EXTRACT PROVIDED:
Focus of the workshop will be on one side the advancement in the UVs technologies and on the other side the problems that go hand to hand with the fast technical development and flexibility of UVs, specifically:
- Standardization: with many different platforms and sensors, there is also a wide array of data format output, calibration procedures and uplink/downlink protocols. This makes hard to build databases or to share data within the scientific community as well as reducing the possibility to have a reliable quality check on the data themselves. Sensor Web Enablement (SWE) is a way to reach such standards across all domains.
- Regulations: with drones effectively invading spaces shared by other peoples and vehicles, there is an ever-increasing pressure for adopting regulation warranting the safety of bystanders as well as regular operations of other vehicles. In the world of the unmanned aerial vehicles, for example, there is a need to obtain a certification to be able to build, pilot and operate a drone and there are airspace limitations to follow. A similar set of guidelines for marine gliders has been collected by the GROOM project and national coordinations of glider fleets.

ROWS:
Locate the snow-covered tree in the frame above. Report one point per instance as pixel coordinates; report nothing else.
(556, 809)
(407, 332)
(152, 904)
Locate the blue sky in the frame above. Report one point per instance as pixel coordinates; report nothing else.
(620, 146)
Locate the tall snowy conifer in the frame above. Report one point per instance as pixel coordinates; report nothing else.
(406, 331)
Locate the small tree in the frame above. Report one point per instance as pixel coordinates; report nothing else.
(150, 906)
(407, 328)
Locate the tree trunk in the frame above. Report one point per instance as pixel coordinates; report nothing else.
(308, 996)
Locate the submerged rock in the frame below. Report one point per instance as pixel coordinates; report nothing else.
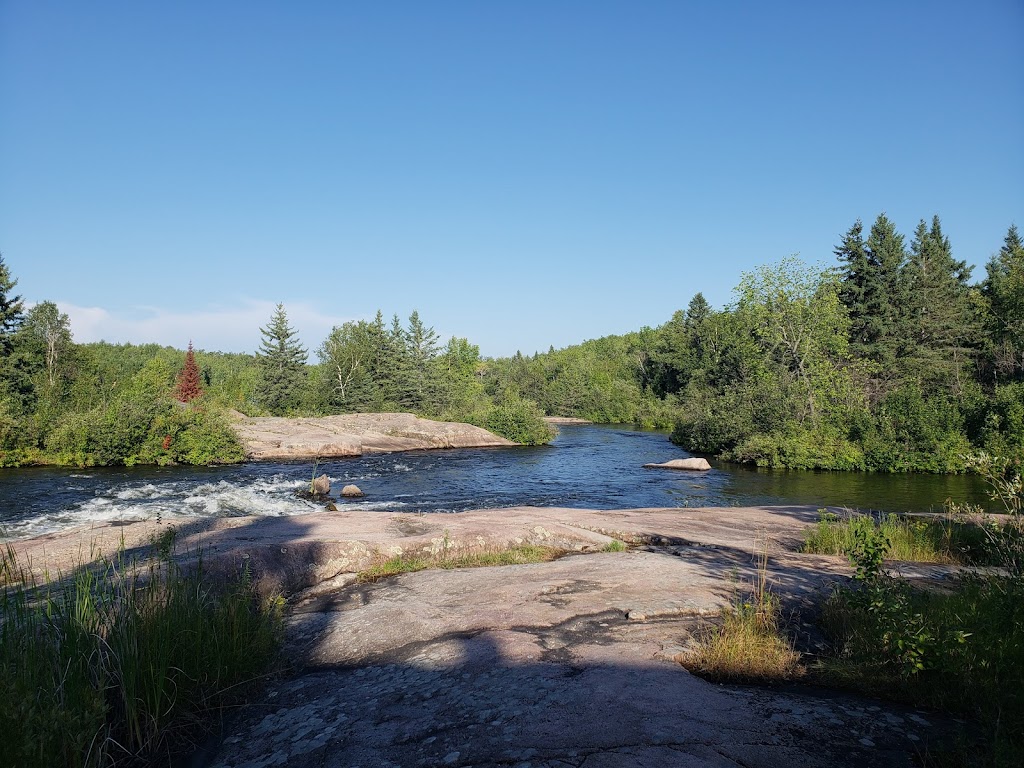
(691, 464)
(322, 485)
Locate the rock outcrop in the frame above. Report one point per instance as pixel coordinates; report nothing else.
(695, 463)
(322, 485)
(572, 662)
(353, 434)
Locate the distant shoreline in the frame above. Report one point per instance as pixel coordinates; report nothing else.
(565, 420)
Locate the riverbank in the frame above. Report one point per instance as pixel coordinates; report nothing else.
(545, 663)
(269, 438)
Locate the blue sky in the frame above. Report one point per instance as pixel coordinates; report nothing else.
(523, 174)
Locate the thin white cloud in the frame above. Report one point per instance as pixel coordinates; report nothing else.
(225, 329)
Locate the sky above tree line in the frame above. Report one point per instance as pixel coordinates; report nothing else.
(523, 174)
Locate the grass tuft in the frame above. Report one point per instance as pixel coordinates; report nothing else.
(121, 664)
(947, 540)
(750, 646)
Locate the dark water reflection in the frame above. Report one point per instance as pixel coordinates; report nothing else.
(587, 466)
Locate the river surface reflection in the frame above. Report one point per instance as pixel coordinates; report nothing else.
(587, 466)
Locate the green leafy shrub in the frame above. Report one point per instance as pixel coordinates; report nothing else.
(906, 538)
(520, 421)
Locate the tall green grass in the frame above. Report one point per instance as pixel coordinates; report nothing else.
(961, 650)
(944, 540)
(123, 664)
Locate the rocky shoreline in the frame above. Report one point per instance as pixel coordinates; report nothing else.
(568, 663)
(269, 438)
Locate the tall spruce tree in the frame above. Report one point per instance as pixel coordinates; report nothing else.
(1004, 289)
(283, 366)
(940, 313)
(11, 308)
(858, 274)
(872, 291)
(421, 384)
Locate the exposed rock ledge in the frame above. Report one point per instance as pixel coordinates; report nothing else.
(549, 665)
(353, 434)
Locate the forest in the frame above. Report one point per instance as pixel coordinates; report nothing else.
(888, 359)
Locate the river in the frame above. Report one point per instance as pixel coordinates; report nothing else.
(587, 466)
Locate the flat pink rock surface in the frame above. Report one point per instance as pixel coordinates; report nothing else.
(353, 434)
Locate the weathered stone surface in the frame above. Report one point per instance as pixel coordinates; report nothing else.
(353, 434)
(322, 485)
(695, 463)
(565, 663)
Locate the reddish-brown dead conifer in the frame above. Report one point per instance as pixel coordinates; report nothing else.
(188, 387)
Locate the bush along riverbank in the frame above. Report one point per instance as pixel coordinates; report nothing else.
(956, 647)
(124, 664)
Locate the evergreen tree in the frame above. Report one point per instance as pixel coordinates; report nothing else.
(188, 385)
(881, 314)
(859, 274)
(939, 321)
(283, 366)
(1004, 289)
(421, 381)
(10, 309)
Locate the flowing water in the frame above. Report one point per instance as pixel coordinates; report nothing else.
(588, 466)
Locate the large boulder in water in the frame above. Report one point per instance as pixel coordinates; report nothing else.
(695, 463)
(322, 485)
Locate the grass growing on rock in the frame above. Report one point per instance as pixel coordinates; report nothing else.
(961, 650)
(750, 645)
(408, 563)
(122, 664)
(950, 539)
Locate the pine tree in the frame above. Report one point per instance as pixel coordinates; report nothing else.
(10, 309)
(940, 324)
(421, 383)
(188, 385)
(283, 366)
(882, 315)
(858, 280)
(1004, 288)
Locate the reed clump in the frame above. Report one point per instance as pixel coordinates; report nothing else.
(448, 559)
(750, 645)
(953, 538)
(121, 663)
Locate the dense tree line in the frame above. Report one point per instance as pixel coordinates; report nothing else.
(890, 360)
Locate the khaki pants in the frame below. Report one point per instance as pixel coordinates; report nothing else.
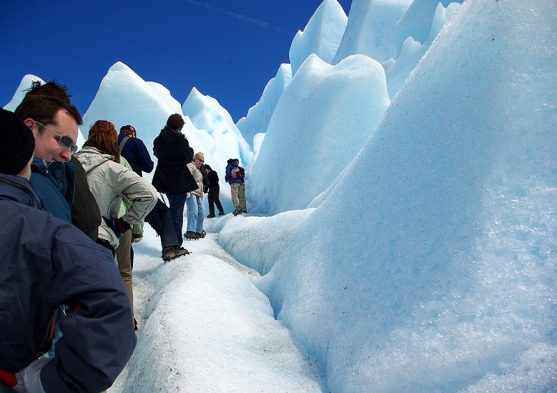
(123, 257)
(234, 193)
(242, 196)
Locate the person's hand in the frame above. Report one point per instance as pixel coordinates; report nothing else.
(118, 226)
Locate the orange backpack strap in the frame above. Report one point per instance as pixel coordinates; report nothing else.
(8, 378)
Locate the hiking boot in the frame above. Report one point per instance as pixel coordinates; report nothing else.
(170, 253)
(181, 251)
(190, 235)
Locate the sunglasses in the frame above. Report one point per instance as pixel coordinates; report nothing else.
(63, 140)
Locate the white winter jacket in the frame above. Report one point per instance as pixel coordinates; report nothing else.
(109, 182)
(198, 176)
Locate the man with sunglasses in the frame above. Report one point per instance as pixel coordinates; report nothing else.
(53, 120)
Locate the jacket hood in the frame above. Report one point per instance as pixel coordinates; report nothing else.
(91, 157)
(170, 136)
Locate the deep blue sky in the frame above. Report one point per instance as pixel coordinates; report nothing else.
(228, 49)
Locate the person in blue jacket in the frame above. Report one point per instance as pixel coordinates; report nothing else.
(44, 263)
(62, 186)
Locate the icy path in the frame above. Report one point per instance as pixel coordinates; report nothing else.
(205, 327)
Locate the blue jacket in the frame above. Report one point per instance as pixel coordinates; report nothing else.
(45, 262)
(54, 183)
(228, 176)
(135, 152)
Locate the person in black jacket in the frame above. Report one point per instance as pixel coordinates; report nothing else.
(214, 191)
(134, 151)
(172, 176)
(45, 263)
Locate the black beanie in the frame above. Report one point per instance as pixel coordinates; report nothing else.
(17, 144)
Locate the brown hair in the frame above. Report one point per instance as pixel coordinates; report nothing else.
(42, 102)
(175, 121)
(104, 137)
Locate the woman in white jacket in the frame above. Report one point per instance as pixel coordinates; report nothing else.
(110, 182)
(194, 200)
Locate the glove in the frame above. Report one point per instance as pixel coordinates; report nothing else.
(118, 226)
(29, 378)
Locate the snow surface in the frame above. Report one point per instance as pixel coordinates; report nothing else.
(400, 239)
(321, 36)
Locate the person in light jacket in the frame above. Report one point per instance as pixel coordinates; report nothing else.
(44, 263)
(194, 201)
(110, 182)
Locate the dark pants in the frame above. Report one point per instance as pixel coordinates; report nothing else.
(161, 220)
(5, 389)
(213, 199)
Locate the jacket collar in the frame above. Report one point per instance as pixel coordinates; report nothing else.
(18, 189)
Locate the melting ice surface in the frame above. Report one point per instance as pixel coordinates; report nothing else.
(402, 234)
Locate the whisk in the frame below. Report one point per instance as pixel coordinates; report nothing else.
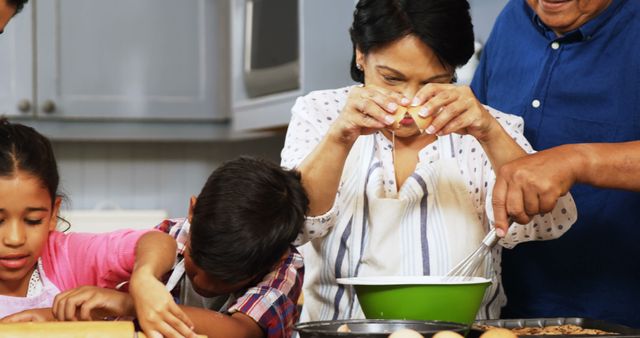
(467, 267)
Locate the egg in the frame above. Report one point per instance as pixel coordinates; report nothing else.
(405, 333)
(344, 328)
(447, 334)
(498, 333)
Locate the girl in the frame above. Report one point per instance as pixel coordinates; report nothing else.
(36, 261)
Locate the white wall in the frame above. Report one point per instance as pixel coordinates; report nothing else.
(484, 13)
(147, 175)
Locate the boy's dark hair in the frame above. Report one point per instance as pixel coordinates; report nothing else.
(245, 218)
(23, 148)
(443, 25)
(18, 4)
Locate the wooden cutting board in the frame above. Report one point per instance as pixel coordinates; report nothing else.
(97, 329)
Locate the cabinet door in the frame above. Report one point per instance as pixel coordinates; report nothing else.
(123, 59)
(16, 64)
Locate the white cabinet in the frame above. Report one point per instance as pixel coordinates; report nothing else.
(16, 66)
(118, 59)
(158, 69)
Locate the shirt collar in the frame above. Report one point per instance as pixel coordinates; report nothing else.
(584, 32)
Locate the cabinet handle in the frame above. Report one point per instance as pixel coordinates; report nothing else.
(48, 106)
(24, 106)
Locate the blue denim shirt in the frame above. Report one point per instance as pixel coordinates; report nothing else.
(581, 87)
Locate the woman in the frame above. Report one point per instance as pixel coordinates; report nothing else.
(393, 200)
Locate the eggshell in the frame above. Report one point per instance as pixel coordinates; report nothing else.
(421, 122)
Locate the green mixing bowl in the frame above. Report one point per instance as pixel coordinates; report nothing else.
(419, 297)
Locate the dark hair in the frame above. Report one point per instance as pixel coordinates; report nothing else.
(245, 218)
(18, 4)
(443, 25)
(22, 148)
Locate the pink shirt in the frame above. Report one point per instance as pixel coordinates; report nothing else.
(77, 259)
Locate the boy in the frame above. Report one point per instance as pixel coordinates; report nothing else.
(235, 250)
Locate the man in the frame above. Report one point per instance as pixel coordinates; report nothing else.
(8, 9)
(571, 69)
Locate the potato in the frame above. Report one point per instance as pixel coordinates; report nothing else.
(498, 333)
(405, 333)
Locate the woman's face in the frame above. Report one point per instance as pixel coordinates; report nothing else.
(563, 16)
(26, 217)
(403, 66)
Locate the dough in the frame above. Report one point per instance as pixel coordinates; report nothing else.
(405, 333)
(498, 333)
(447, 334)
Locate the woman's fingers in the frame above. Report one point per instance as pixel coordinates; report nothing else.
(428, 91)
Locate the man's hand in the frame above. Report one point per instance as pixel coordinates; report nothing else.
(32, 315)
(532, 185)
(91, 303)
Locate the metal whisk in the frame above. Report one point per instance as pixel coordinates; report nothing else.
(467, 267)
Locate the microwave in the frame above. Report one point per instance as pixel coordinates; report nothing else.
(271, 57)
(283, 49)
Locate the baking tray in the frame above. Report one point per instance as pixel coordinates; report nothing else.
(619, 330)
(373, 328)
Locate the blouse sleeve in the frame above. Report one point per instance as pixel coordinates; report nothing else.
(102, 260)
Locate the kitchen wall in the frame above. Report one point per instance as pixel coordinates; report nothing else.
(162, 175)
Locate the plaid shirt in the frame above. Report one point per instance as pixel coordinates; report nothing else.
(272, 302)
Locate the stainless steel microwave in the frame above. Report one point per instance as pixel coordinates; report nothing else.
(271, 56)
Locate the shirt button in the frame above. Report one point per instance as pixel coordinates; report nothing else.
(535, 103)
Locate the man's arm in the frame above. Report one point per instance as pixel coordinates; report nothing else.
(532, 184)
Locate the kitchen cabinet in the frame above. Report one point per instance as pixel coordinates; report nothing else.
(156, 69)
(16, 66)
(78, 69)
(119, 59)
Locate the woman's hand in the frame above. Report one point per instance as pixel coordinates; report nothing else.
(367, 110)
(456, 110)
(32, 315)
(156, 310)
(91, 303)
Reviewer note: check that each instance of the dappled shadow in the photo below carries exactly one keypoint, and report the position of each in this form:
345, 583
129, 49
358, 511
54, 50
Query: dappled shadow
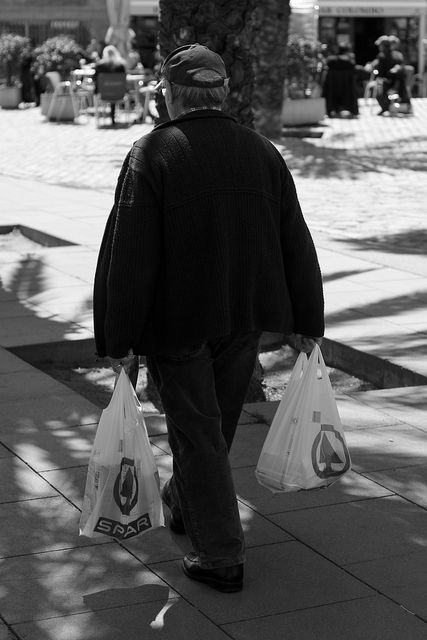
409, 242
310, 160
392, 306
337, 275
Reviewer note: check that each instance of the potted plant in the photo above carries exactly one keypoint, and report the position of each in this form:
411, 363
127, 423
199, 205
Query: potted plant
60, 54
303, 103
12, 49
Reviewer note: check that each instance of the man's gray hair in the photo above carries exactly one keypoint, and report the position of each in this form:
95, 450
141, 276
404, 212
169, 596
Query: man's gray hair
195, 97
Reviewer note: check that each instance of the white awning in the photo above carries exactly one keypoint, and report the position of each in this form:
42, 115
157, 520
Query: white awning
303, 6
144, 7
372, 8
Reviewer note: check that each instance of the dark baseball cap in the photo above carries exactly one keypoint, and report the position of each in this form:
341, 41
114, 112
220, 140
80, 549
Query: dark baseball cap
194, 65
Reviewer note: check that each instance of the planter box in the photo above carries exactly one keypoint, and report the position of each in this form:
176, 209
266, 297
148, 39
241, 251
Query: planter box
62, 108
10, 97
303, 111
45, 99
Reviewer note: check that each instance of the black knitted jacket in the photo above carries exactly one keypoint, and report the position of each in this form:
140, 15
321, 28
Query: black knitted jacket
206, 237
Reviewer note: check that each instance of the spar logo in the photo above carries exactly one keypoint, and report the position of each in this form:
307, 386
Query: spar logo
125, 492
329, 453
126, 486
121, 531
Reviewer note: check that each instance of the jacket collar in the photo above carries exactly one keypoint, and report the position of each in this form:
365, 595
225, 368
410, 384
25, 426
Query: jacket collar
195, 115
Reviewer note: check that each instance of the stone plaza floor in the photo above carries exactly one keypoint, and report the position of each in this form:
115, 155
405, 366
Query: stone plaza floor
345, 562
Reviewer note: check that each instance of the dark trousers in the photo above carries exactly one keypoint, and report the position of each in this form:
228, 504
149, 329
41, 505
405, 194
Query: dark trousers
203, 389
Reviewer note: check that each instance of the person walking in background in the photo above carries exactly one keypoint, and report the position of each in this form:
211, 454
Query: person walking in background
339, 87
111, 62
205, 247
389, 69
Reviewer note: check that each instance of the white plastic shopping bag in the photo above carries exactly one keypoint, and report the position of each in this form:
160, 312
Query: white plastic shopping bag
305, 447
122, 495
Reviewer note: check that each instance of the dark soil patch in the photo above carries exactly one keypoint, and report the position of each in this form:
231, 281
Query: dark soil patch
95, 381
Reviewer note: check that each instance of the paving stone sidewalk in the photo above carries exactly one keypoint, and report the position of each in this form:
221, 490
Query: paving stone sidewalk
348, 561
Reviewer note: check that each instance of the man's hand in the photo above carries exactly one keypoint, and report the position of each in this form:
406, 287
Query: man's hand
125, 362
305, 343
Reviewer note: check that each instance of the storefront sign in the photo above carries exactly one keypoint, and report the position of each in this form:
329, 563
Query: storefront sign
371, 10
144, 7
64, 24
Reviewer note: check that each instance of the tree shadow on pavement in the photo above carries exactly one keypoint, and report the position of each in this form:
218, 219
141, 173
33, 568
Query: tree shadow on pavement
406, 242
311, 160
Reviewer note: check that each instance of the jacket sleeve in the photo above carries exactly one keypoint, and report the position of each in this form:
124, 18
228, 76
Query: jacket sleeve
128, 265
301, 265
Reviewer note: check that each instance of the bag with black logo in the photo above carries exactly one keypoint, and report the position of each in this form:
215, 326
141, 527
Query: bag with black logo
122, 495
305, 447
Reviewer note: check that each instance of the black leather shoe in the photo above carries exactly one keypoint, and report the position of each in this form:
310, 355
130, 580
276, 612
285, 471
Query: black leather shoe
225, 579
176, 523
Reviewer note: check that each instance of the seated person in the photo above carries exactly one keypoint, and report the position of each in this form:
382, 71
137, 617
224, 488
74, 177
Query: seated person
339, 87
389, 66
111, 62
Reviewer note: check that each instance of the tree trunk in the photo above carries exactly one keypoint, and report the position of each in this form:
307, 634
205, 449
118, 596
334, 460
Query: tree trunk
224, 26
271, 24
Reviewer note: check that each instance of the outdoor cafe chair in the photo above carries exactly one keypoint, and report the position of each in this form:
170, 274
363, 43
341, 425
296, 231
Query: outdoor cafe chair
111, 88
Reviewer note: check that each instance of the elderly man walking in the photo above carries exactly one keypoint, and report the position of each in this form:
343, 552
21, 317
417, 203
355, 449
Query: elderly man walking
205, 248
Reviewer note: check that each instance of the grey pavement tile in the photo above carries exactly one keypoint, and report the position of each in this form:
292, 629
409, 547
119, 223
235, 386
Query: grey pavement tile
246, 418
70, 301
42, 524
351, 487
259, 530
402, 578
14, 309
278, 578
363, 619
45, 449
5, 633
35, 329
71, 481
383, 274
386, 447
407, 404
261, 411
19, 482
359, 531
354, 413
23, 416
410, 482
247, 444
65, 582
30, 384
9, 363
172, 619
31, 276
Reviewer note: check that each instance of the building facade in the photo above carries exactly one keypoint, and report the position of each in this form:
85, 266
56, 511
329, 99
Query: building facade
42, 19
358, 23
355, 22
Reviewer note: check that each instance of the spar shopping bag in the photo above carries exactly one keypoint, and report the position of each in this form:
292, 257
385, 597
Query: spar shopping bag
122, 496
305, 447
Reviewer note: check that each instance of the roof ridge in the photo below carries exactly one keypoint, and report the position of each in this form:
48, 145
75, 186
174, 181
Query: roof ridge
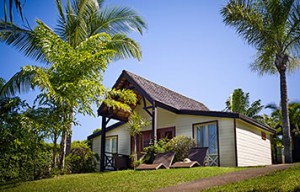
173, 94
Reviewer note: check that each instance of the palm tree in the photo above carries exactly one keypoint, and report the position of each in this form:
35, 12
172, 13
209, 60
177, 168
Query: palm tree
239, 102
76, 23
73, 81
79, 21
272, 27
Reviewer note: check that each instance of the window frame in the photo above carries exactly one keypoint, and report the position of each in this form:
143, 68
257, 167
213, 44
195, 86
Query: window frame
110, 138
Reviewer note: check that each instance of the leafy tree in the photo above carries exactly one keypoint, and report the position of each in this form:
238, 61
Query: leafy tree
73, 80
79, 21
239, 102
24, 155
272, 27
135, 125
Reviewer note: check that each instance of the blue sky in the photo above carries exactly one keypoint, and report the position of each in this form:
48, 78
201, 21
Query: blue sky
187, 48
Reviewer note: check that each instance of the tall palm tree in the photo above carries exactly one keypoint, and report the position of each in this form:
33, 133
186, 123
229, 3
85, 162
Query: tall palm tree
272, 27
239, 102
79, 21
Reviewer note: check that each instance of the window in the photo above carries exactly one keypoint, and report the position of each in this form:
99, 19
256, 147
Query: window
111, 144
207, 136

OBJECTIVE: Write out the part of the unmanned vehicles workshop text that starts with "- Regulations: with" and goes on through "of glider fleets.", word for word.

WRITTEN REPLY:
- Regulations: with drones effectively invading spaces shared by other peoples and vehicles, there is an ever-increasing pressure for adopting regulation warranting the safety of bystanders as well as regular operations of other vehicles. In the world of the unmanned aerial vehicles, for example, there is a need to obtain a certification to be able to build, pilot and operate a drone and there are airspace limitations to follow. A similar set of guidelines for marine gliders has been collected by the GROOM project and national coordinations of glider fleets.